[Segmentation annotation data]
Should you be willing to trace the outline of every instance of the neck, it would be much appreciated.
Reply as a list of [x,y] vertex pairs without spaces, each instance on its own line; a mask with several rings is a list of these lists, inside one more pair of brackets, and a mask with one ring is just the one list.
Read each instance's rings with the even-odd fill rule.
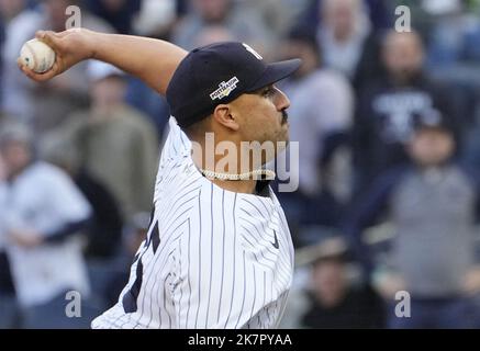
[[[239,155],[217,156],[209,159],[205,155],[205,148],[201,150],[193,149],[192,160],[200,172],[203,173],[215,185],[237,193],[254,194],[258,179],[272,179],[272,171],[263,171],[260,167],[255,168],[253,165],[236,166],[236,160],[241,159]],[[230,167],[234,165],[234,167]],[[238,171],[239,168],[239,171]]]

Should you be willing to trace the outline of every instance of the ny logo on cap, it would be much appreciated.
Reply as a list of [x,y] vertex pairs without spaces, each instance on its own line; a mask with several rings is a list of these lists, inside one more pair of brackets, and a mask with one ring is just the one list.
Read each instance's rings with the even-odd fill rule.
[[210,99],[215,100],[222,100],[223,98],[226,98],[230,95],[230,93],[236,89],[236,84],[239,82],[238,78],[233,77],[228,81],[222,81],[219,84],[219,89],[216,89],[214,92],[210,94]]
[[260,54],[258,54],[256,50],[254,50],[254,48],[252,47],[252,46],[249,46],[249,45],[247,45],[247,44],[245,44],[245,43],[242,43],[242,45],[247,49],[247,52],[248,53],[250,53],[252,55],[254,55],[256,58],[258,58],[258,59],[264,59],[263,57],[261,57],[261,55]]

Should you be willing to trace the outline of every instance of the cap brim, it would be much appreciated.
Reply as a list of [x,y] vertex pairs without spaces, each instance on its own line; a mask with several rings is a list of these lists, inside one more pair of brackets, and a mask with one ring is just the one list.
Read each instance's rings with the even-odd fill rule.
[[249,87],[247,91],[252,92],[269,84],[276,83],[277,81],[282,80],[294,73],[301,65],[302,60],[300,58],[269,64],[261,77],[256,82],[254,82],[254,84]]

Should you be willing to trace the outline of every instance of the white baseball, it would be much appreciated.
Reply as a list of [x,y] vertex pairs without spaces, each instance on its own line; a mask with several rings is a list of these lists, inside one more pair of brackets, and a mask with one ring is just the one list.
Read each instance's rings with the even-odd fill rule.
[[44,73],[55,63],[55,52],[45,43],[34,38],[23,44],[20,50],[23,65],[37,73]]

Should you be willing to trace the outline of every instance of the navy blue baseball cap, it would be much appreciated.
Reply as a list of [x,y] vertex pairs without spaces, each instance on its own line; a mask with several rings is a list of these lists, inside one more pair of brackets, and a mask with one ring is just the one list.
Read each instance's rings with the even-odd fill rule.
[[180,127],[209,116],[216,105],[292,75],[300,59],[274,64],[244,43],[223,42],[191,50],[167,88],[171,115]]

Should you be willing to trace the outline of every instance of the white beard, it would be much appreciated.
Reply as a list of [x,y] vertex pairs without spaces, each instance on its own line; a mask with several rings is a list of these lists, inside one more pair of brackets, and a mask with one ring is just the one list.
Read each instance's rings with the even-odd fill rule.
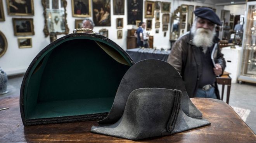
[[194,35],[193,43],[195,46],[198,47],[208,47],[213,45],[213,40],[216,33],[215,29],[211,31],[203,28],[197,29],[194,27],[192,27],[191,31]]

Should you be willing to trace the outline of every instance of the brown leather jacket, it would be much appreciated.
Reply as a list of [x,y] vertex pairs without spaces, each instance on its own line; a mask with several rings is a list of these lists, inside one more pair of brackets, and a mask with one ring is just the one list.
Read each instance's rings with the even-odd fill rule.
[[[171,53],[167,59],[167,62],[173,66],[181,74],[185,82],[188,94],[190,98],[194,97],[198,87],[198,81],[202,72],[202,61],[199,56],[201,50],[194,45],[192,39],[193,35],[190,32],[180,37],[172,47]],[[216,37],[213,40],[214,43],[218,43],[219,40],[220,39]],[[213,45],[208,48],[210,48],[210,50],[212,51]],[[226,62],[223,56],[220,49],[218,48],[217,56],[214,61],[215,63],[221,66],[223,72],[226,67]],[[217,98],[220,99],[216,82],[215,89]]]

*Work to do*. Return, without alteration, the lines of the data from the line containing "jacket, it would be much appreciated." through the end of the data, both included.

*Solved problem*.
Should you be willing to trace the outline of every instance of the brown leather jacket, it would be much appreciated.
Reply as a list of [x,y] vertex pairs without spaces, each instance on its own line; a mask with several rings is a list of these lists, inside one more pair of brackets, and a mask with one ring is just the one list.
Read each instance's rings with the even-odd fill rule.
[[[171,53],[167,59],[167,62],[173,66],[181,74],[185,82],[188,94],[190,98],[194,97],[198,87],[198,81],[202,72],[202,61],[199,56],[201,50],[194,45],[192,39],[193,35],[190,32],[180,37],[172,47]],[[216,37],[213,40],[214,43],[218,43],[219,40],[220,39]],[[213,45],[208,48],[210,48],[210,50],[212,51]],[[226,62],[223,56],[220,49],[218,48],[217,56],[214,61],[215,63],[221,66],[223,72],[226,67]],[[217,98],[220,99],[216,82],[215,89]]]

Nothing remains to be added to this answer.